--- Start of RECORDS SUPPLIED ---
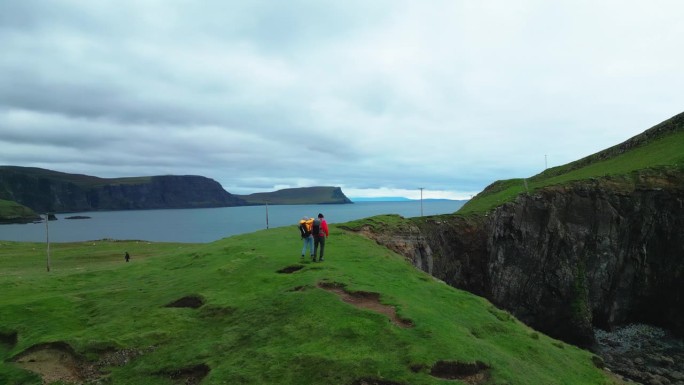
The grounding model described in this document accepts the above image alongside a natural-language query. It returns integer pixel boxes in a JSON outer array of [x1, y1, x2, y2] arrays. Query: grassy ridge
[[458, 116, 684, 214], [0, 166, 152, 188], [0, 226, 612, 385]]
--- End of RECORDS SUPPLIED ---
--- Start of RECORDS SUPPLIED ---
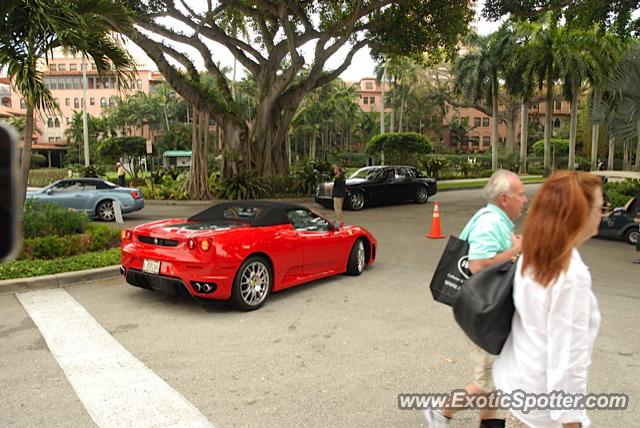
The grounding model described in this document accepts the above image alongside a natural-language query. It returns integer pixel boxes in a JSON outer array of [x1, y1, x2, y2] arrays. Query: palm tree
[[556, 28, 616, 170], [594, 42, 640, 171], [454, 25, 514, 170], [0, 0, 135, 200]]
--- End of RECORDS SUPPLIED ---
--- Start of RECORDS SUPPLIED ---
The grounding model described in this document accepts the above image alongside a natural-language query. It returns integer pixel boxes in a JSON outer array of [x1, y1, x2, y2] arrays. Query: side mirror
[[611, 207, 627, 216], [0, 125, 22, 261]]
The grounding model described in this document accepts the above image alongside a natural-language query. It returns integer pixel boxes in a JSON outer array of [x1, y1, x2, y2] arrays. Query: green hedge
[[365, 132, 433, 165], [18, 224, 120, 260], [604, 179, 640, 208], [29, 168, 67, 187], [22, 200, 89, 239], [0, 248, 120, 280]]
--- End of RECORDS SUPPLIED ---
GOAL —
Copy out the rows from the line containing "Query: side mirror" through the line containing "248, 120, 280]]", both included, reproducing each line without any change.

ANSWER BELOW —
The grounding model described in this document accepts the above image alongside a natural-language query. It returns integer pixel boxes in a JSON outer array of [x1, y1, x2, y2] arrays. Query: side mirror
[[611, 207, 627, 216], [0, 125, 22, 261]]
The grounding model described in this document accepts the above image alongside a natural-language query. It returns integer pixel boxes in a JSON outer array of [x1, y1, x2, y2] arrays. Query: green hedge
[[365, 132, 433, 165], [18, 224, 120, 260], [604, 179, 640, 208], [29, 168, 67, 187], [22, 200, 89, 239], [0, 248, 120, 280]]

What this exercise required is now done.